What needs to be done.
Whatever the records below say, write them all out exactly.

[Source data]
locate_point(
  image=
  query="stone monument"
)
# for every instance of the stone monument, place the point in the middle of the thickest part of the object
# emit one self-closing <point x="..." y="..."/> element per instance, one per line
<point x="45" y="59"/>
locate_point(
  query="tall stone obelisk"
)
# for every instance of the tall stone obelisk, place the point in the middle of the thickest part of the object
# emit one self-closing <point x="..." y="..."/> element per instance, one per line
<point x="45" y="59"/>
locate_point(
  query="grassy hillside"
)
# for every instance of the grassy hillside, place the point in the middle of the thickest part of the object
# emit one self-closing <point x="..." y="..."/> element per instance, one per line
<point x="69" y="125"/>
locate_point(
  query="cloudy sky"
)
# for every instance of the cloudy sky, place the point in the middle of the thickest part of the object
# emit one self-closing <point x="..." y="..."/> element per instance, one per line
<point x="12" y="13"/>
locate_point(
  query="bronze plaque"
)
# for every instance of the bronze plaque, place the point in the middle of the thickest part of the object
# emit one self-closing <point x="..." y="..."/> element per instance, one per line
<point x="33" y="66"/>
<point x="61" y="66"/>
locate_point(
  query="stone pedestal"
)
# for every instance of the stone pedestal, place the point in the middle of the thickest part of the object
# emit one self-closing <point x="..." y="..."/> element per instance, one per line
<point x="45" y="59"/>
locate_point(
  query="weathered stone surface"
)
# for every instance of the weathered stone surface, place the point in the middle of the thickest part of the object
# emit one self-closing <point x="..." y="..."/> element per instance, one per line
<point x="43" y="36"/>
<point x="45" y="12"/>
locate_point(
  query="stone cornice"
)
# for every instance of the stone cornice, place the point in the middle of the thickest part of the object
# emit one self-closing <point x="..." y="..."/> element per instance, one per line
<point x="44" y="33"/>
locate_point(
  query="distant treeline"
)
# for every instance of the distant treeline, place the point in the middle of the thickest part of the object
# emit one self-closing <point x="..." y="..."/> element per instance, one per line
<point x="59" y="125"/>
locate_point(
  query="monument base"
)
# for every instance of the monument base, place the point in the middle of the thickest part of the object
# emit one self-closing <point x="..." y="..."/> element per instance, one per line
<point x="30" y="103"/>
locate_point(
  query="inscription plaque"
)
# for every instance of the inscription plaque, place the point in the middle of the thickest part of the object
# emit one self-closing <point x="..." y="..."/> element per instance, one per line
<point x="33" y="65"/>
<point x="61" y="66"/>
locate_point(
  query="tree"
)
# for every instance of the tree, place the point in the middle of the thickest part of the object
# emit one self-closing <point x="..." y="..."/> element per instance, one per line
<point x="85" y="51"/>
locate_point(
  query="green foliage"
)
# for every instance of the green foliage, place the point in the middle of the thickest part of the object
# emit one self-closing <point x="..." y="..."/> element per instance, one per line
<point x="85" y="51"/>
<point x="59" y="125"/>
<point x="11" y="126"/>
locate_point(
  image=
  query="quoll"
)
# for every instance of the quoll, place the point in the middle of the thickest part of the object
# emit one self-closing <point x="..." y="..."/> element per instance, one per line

The answer.
locate_point(
  image=
  query="stone monument"
)
# for every instance of the stone monument, place the point in the middle of the thickest part of the object
# emit one self-closing <point x="..." y="..."/> element per instance, one per line
<point x="45" y="59"/>
locate_point(
  query="tall stone obelisk"
)
# for every instance of the tall stone obelisk, place the point in the middle of the thickest part of the object
# emit one self-closing <point x="..." y="..."/> element per instance, one per line
<point x="45" y="59"/>
locate_point(
  query="grassy hillside"
)
# for every instance of the grassy hillside, place the point in the middle of the thickest part of the object
# emit one self-closing <point x="..." y="..."/> element per instance, one per line
<point x="69" y="125"/>
locate_point(
  query="cloudy sky"
)
# for every instance of the cloudy sky, place the point in the middle of the thickest part of the object
# emit one self-closing <point x="..." y="..."/> element per instance, one per line
<point x="12" y="13"/>
locate_point(
  query="bronze plaque"
)
# for every instance of the bronze plaque, place the point in the middle of the thickest part of the object
# emit one self-closing <point x="..." y="..."/> element per instance, one per line
<point x="33" y="66"/>
<point x="61" y="66"/>
locate_point(
  query="stone pedestal"
)
# for every instance of the stone pedestal, place the point in the middle of the thickest part of the object
# emit one self-closing <point x="..." y="..."/> element per instance, one per line
<point x="45" y="59"/>
locate_point(
  query="weathered stone surface"
)
# for every instance of the weathered stone surface, place the point in the middle of the thickest part of the object
# emit one self-closing <point x="..." y="..."/> element per instance, one per line
<point x="43" y="36"/>
<point x="45" y="12"/>
locate_point(
  query="stone cornice"
)
# for every instance of the stone cornice, place the point in the middle of the thickest part of the object
# emit one self-closing <point x="..." y="..."/> element per instance, one per line
<point x="44" y="33"/>
locate_point(
  query="distant treeline"
)
# for every instance of the distant treeline, place the point in the middle of the thickest part of the object
# emit one self-closing <point x="..." y="..."/> element per instance, one per line
<point x="59" y="125"/>
locate_point(
  query="monument base"
)
# for every instance of the monument base, place the point in the middle of the thickest part of the object
# emit one self-closing <point x="..." y="..."/> element per instance, one per line
<point x="30" y="103"/>
locate_point(
  query="inscription plaque"
)
# for every instance of the inscription plaque, place the point in the middle of the thickest part of the object
# emit one self-closing <point x="..." y="..."/> element per instance, one per line
<point x="33" y="65"/>
<point x="61" y="66"/>
locate_point(
  query="tree"
)
# for every instance of the tree, place the point in the middle of the thickest part of the object
# emit one self-closing <point x="..." y="..."/> element per instance, one per line
<point x="85" y="51"/>
locate_point(
  query="green foliage"
)
# for every instance of the green foliage, place the point in the middle of the thickest part of the object
# emit one self-closing <point x="..." y="..."/> element per instance, one per line
<point x="85" y="51"/>
<point x="59" y="125"/>
<point x="11" y="126"/>
locate_point(
  image=
  query="quoll"
)
# for every instance of the quoll, place the point in the middle of the thickest part of the object
# emit one self-closing <point x="..." y="..."/> element per instance, one per line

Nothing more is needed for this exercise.